-- Begin Text provided --

Last Call Review of draft-ietf-dnsop-dnssec-roadblock-avoidance-04

Request Review of draft-ietf-dnsop-dnssec-roadblock-avoidance
Requested rev. no specific revision (document currently at 05)
Type Last Call Review
Team Ops Directorate (opsdir)
Deadline 2016-07-05
Requested 2016-06-13
Authors Wes Hardaker, Ólafur Guðmundsson, Suresh Krishnaswamy
Draft last updated 2016-07-11
Completed reviews Opsdir Last Call review of -04 by Éric Vyncke (diff)
Assignment Reviewer Éric Vyncke 
State Completed
Review review-ietf-dnsop-dnssec-roadblock-avoidance-04-opsdir-lc-vyncke-2016-07-11
Reviewed rev. 04 (document currently at 05)
Review result Has Issues
Review completed: 2016-07-11




I have reviewed draft-ietf-dnsop-dnssec-roadblock-avoidance-04 as part of the Operational directorate's ongoing effort to review all IETF documents being processed by the IESG.  These comments were written with the intent of improving the operational aspects
 of the IETF drafts. Comments that are not addressed in last call may be included in AD reviews during the IESG review.  Document editors and WG chairs should treat these comments just like any other last call comments.

-- End Text provided --
-- Begin Exercise data --

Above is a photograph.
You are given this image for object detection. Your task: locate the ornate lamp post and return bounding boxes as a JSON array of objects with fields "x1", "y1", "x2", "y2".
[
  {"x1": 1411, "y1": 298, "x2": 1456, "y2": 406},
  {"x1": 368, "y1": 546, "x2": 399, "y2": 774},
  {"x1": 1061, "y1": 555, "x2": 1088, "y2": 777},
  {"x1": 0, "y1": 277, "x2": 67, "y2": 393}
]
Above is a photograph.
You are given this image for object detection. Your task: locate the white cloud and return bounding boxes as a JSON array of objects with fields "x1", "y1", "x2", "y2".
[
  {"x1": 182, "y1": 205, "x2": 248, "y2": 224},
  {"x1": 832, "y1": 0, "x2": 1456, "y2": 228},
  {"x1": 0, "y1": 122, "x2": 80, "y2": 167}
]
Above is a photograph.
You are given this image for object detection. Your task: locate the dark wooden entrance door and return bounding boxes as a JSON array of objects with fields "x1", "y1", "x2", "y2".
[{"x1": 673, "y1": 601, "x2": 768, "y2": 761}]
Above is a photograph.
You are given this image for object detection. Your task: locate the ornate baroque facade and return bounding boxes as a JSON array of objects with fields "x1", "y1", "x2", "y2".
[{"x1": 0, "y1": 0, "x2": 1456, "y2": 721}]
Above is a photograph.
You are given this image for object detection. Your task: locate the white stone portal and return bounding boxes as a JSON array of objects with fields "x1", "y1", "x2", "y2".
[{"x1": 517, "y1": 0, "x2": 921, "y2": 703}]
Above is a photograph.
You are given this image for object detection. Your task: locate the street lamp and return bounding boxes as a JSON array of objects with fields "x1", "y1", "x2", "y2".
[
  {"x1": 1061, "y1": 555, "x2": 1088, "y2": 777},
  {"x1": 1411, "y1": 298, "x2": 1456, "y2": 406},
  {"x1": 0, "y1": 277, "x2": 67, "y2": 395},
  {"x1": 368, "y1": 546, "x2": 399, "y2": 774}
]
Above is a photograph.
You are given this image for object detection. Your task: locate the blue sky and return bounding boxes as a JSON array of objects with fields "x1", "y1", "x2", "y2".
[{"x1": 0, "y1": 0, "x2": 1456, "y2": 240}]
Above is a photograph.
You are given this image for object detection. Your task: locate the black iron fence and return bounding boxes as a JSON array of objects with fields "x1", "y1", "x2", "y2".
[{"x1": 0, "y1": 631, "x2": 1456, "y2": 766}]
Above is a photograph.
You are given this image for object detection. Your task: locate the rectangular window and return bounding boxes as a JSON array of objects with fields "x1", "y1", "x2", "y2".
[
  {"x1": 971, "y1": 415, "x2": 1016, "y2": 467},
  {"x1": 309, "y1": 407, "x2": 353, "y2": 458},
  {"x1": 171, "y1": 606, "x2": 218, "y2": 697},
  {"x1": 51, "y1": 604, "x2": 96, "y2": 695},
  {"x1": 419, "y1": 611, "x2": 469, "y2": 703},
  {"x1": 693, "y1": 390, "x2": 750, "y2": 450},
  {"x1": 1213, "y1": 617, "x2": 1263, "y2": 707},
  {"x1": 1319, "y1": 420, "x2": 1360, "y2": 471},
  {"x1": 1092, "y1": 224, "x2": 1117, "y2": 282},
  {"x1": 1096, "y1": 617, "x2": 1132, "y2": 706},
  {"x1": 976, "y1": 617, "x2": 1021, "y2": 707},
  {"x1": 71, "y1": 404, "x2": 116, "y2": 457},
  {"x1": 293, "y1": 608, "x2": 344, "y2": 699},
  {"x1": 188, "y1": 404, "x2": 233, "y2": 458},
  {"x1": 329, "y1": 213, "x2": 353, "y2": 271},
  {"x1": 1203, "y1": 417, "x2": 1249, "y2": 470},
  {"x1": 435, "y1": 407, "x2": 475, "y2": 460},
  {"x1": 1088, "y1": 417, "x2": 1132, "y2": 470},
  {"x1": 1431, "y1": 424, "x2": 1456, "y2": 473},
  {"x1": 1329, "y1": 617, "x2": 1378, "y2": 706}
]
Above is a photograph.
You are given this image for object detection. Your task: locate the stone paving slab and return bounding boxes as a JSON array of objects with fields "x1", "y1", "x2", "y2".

-- End Exercise data --

§ **Work instructions**
#1 Could you copy, word for word, the part of the review text starting with "Deadline 2016-07-05" and going on through "04 (document currently at 05)"?
#2 How many lines of the entries contain the string "lamp", with case counting? Reply with the number alone.

§ **Outputs**
#1
Deadline 2016-07-05
Requested 2016-06-13
Authors Wes Hardaker, Ólafur Guðmundsson, Suresh Krishnaswamy
Draft last updated 2016-07-11
Completed reviews Opsdir Last Call review of -04 by Éric Vyncke (diff)
Assignment Reviewer Éric Vyncke 
State Completed
Review review-ietf-dnsop-dnssec-roadblock-avoidance-04-opsdir-lc-vyncke-2016-07-11
Reviewed rev. 04 (document currently at 05)

#2 2